- Assignment -
Compute the number of lines in the following data that include the word "utility", and output that number alone.

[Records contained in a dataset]
============

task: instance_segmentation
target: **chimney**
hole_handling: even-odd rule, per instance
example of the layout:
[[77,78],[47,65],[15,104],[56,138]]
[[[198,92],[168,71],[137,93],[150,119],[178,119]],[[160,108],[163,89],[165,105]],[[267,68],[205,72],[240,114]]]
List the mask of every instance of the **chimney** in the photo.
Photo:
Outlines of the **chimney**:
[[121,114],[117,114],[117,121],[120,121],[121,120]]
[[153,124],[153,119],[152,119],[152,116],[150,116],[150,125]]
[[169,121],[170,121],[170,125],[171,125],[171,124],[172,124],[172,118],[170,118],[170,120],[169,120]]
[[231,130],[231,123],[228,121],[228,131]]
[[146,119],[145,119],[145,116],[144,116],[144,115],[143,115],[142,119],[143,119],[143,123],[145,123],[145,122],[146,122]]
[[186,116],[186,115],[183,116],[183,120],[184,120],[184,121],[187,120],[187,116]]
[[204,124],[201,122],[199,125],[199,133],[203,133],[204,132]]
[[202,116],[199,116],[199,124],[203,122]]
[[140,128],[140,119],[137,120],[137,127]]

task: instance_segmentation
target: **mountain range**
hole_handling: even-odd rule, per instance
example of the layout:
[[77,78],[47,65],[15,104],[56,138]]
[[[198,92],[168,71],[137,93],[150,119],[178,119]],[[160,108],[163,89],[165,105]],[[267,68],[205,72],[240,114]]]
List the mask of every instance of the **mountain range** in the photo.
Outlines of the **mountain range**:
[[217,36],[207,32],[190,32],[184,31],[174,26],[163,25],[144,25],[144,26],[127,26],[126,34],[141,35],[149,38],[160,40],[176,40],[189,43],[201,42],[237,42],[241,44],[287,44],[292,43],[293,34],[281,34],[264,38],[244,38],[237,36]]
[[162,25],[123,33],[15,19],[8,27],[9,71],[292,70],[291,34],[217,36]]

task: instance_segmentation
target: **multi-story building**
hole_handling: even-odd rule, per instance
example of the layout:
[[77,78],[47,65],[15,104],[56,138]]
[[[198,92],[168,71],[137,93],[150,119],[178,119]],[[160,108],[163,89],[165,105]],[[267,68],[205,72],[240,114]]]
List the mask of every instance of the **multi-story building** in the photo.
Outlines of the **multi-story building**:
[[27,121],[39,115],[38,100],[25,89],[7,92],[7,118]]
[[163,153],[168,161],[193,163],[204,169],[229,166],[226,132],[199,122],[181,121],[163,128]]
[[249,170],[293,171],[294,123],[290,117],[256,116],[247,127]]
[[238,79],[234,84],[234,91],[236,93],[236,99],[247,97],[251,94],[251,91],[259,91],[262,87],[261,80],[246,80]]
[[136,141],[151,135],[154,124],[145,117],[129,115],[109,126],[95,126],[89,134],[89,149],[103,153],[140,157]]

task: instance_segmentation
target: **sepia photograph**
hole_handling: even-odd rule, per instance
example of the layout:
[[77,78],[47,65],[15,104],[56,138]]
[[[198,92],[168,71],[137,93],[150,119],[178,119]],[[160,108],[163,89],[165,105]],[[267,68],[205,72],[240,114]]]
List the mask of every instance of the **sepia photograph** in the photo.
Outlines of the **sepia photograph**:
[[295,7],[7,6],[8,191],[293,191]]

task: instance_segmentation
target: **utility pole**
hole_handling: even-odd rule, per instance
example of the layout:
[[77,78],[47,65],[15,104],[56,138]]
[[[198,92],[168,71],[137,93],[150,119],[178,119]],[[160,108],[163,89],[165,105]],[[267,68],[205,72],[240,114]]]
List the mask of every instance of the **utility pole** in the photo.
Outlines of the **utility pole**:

============

- Solution below -
3